» GIVEN ENTRIES:

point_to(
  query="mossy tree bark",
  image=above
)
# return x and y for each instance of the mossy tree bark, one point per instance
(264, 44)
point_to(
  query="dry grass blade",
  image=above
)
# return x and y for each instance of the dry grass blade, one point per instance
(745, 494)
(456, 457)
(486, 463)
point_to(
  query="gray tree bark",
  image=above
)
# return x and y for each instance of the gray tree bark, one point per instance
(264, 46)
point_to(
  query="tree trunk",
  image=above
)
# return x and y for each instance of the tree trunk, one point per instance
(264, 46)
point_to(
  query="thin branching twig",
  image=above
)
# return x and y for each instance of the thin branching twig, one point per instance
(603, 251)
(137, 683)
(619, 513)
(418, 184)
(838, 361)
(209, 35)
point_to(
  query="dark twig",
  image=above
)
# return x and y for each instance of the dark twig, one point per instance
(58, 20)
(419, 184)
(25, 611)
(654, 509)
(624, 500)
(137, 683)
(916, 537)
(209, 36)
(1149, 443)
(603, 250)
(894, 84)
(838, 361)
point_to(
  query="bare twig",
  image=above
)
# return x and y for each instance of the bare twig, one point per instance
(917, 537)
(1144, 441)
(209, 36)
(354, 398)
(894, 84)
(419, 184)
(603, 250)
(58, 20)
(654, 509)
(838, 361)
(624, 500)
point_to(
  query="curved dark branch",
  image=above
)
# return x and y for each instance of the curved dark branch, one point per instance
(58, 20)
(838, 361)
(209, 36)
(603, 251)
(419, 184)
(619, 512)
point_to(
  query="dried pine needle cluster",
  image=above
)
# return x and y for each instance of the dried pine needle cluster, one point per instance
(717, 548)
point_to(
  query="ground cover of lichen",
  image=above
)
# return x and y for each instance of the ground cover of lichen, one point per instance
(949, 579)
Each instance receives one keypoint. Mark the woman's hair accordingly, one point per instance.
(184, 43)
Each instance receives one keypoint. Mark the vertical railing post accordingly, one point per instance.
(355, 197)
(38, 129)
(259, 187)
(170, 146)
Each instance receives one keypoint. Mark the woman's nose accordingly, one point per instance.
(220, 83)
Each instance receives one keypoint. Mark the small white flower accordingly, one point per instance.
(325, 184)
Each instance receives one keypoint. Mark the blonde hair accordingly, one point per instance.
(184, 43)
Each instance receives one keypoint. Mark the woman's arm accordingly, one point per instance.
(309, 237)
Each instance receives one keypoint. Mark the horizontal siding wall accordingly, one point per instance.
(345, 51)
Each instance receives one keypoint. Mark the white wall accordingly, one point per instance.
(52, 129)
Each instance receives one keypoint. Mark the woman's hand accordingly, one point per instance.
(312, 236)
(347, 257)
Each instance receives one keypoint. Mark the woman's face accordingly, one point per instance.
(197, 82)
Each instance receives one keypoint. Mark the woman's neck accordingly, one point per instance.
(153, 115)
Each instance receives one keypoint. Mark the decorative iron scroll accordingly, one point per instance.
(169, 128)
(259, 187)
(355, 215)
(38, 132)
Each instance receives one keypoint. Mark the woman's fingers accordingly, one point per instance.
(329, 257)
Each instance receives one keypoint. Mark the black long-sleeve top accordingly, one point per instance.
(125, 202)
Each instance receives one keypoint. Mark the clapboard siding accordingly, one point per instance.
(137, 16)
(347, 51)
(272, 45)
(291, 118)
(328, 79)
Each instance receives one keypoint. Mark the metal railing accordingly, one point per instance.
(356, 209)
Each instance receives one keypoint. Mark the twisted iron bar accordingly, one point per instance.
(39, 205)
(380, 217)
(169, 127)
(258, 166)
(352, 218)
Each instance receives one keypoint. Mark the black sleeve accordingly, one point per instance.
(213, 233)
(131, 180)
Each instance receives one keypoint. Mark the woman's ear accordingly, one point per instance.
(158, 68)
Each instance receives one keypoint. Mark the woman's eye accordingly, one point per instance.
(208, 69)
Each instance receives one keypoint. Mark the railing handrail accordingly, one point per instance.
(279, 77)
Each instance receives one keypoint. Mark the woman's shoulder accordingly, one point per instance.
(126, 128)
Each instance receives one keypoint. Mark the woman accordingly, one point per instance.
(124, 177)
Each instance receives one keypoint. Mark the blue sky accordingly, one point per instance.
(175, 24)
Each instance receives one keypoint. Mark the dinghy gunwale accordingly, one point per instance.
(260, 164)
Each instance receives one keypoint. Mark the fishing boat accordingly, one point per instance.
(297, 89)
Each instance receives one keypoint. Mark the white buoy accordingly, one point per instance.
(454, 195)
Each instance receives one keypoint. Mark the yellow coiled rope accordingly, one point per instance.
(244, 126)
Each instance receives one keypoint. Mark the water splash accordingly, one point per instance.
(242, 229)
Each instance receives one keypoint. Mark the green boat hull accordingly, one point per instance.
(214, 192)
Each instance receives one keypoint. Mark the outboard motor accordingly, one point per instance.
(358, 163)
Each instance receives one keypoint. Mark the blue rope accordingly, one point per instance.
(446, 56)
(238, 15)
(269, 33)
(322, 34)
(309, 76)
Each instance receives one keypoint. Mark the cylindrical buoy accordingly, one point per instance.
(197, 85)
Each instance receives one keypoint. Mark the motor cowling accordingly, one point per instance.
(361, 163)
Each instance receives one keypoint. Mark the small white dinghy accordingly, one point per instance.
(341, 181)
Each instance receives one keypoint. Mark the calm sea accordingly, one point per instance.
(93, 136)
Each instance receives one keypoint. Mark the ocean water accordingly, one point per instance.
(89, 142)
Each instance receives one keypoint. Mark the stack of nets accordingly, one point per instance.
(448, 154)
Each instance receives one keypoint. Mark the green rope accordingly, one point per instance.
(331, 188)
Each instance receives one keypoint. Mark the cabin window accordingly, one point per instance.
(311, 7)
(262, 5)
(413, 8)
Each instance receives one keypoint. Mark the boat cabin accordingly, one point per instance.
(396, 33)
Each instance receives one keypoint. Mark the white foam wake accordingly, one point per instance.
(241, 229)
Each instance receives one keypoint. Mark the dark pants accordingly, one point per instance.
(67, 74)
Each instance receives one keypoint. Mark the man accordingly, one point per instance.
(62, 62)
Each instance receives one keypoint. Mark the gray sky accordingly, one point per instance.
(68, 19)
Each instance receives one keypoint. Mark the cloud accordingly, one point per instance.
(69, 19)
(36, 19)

» TASK OBJECTIVE:
Substitute "storm cloud" for "cloud" in the lines running from the one containing "Each instance receives one keypoint. Mark the cloud" down through the last line, keeping all else unchanged. Return only those lines.

» TASK RESPONSE:
Each instance receives one keypoint. Mark the storm cloud accordingly, one point per instance.
(69, 19)
(36, 19)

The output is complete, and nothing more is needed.